◆ **What to do**
[A] In the book review, where did Jack and Grace go on their honeymoon?
[B] Write the next part of the book review, picking up after its last sentence.

Grace is obviously pretty, although we don’t hear an awful lot about this. She is a good cook and hostess. Her home with Jack is well decorated and she is devoted to her much younger sister, Millie, who has Downs Syndrome and who currently resides at a great school in North London.

How do we know that there is something not quite right in all this stylish perfection? There are small details that give us the beginnings of our goose bumps. At the dinner party which opens the book Jack and Grace entertain two couples – Esther and Rufus who Jack just met, and Diane and Adam who they have known for a while. The question is raised of how Grace manages to stay so very thin despite a seemingly ravenous appetite. When Esther presents Grace with a box of very expensive chocolates Grace seems to be worried that if she doesn’t open them before her guests leave she won’t get any. Grace is very fearful that there might be noticeable flaws in her meal. Jack makes sure that no one is ever alone with Grace. Grace doesn’t seem keen on showing the pictures from their honeymoon in Thailand – and more, much more. In fact Millie dislikes Jack until Grace gets Millie to transfer her dislike to Jorj Koony (George Cooney).

Since I sense right from the beginning that all is not as it appears it fills me with a sort of unspecified dread. It also makes me question whether the author should tip her hand so early. Sometimes I like obvious symbols but even the last name Angel doesn’t really work here. Somehow John Irving always carried this off. The stuffed dog Sorrow that kept popping up in Hotel New Hampshire is one of the best examples ever of an obvious symbol that works. But Paris is not John Irving. There is just not enough subtlety here. But even so I could not stop reading (even though I wanted to) and I hoped all the while that somehow all would be well.

◆ **Items**
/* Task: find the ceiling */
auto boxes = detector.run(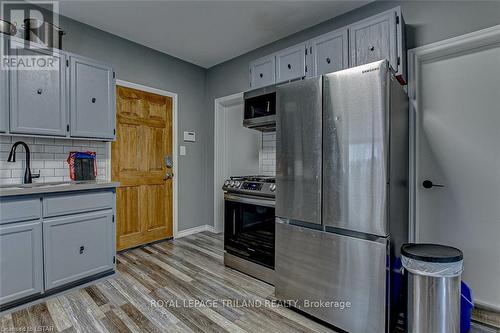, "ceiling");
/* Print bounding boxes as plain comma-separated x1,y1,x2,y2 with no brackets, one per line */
59,0,370,68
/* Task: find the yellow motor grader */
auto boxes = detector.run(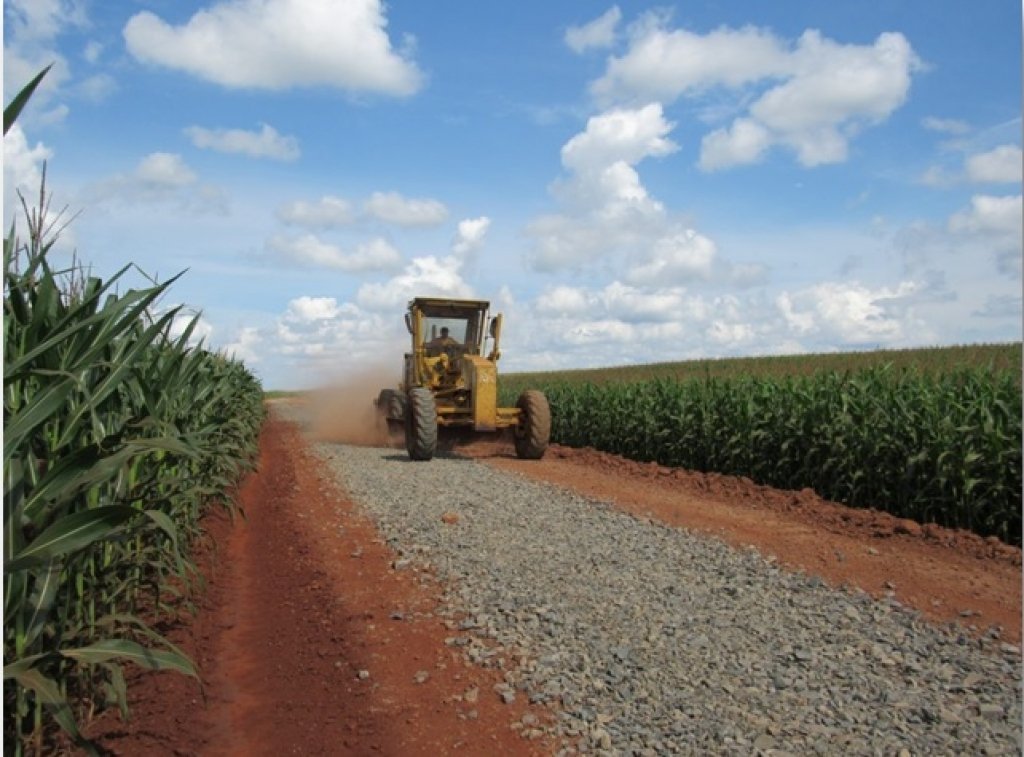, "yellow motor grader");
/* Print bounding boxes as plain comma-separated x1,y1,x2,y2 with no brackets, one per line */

◆ **Answers below**
[A] Thailand.

[B]
We know situations like this really happen. In my small city there is a famous, fairly recent case of Mr. Jankowski, living in an upper middle class suburb, who built a secret underground room behind his basement. He was a serial kidnapper who kept a woman locked in a prison-like cell where he had complete control over her. When he was done with one victim he kidnapped another. He got away with this several times. There were also the three woman held prisoner for a decade or more who escaped from their captor perhaps because he sort of let them. There are other stories like this, fortunately somewhat rare, but even one such imprisonment is too many.

Most of Behind Closed Doors is spent showing how Jack managed to turn an independent woman into the fearful woman that Grace became, incapable of finding a way out, and how he was able to have such a seemingly normal social life. Could anyone actually have so much control over someone that they did not have to keep their prisoner physically locked up? A good part of the book is also spent telling us what happens to Millie, as Millie is the emotional blackmail Jack uses, and Millie is the one Jack really wants.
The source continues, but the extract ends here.